(Beginning of EXCERPT PROVIDED)

6 Reasons Female Nudity Can be Powerful
6 Reasons Female Nudity Can be Powerful
By Soraya Chemaly / salon.com

Last week, in the midst of what appears to be infinite fascination [2] about Lena Dunham’s nudity, I saw a fundraiser for the documentary “Free the Nipple [3]“ and also, by coincidence, talked to Facebook spokespeople about that company’s ban on visible female nipples.  Like the reporter who recently asked [4] Dunham why her “Girls” character was “often naked at random times for no reason,” many people seem confounded by expressions of female nudity that are not sexual – because isn’t titillation the whole point of women’s nakedness? The real question about female nudity isn’t why anyone would want to show or see women’s breasts if they’re not titillating.  The real question is about who has the right to say what they’re for, where and when they can be seen and by whom. That’s about power.

While it’s irksome that the reporter questioning Dunham had to ask at all, it’s an important question. It revealed how little he, and so many others, has thought about a topic that affects all the women he’s ever known.

Why is exposing the world to non-sexualized female nudity important?

1.  Women too often are made to embody male power, honor and shame.  It’s not good for us.  Our bodies, and the bodies of people who are gender fluid and non-binary conforming, are sites of moral judgment in ways most men’s are not, especially in public and in protest. Some of us experience our bodies, in particular our nudity, as objects of repression, oppression and powerlessness. Representing them as no one’s but our own, counter to prevailing representations [5], is important.

(End of EXCERPT PROVIDED)
(Beginning of INPUT DATA)

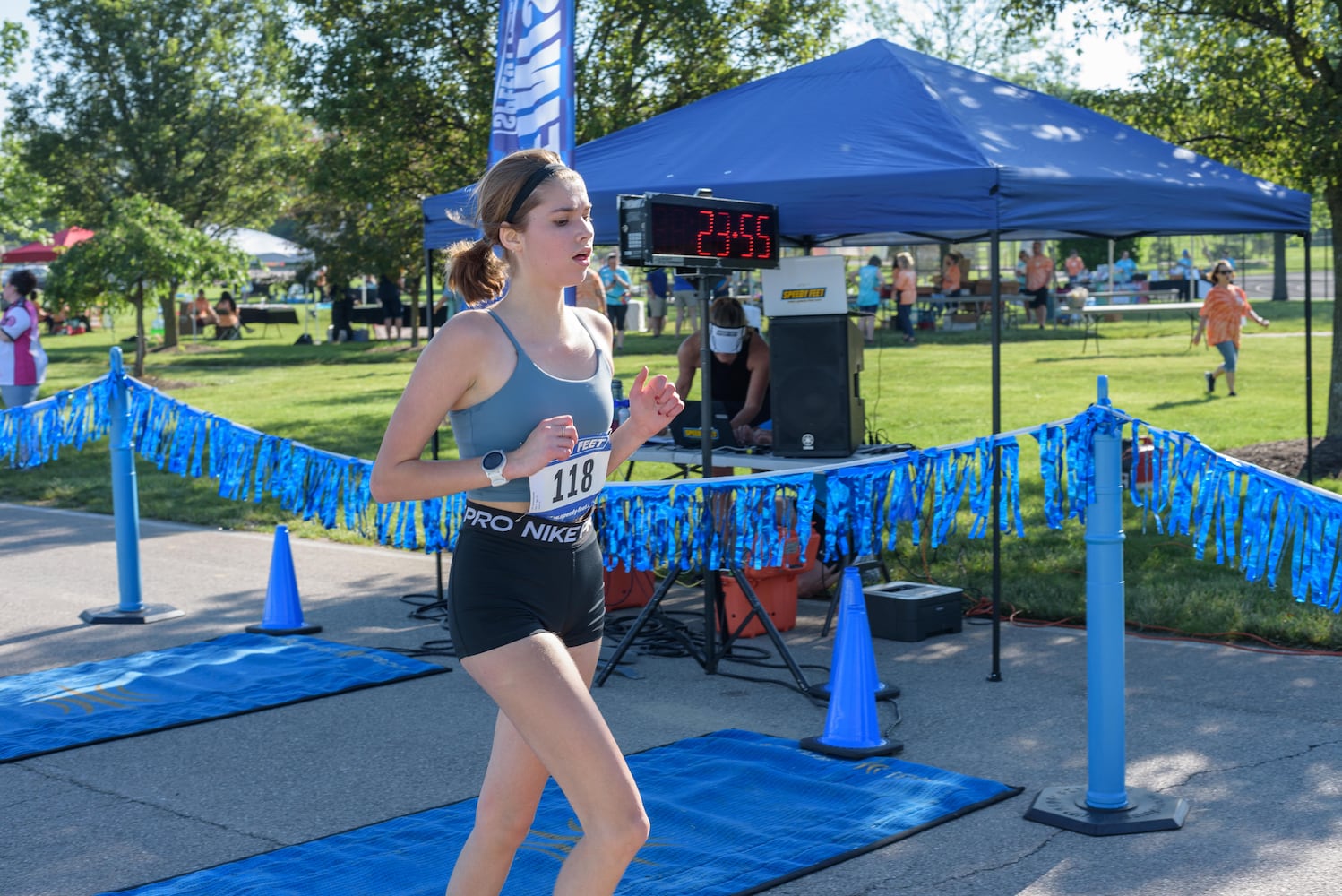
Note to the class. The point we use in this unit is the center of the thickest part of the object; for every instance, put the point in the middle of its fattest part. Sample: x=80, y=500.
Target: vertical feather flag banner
x=533, y=83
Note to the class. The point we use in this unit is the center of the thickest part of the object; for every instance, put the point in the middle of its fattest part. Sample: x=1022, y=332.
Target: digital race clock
x=698, y=232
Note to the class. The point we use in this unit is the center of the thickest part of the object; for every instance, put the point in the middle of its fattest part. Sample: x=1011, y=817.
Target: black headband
x=529, y=186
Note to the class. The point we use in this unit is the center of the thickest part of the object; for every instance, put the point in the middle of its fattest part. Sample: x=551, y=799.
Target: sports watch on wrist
x=493, y=464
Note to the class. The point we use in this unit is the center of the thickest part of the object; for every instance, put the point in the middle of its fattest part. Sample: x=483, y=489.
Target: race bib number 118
x=563, y=490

(End of INPUT DATA)

## ASSIGNMENT
In the article on female nudity, which company's ban on visible female nipples did the writer discuss with its spokespeople?

## EXERCISE ANSWER
Facebook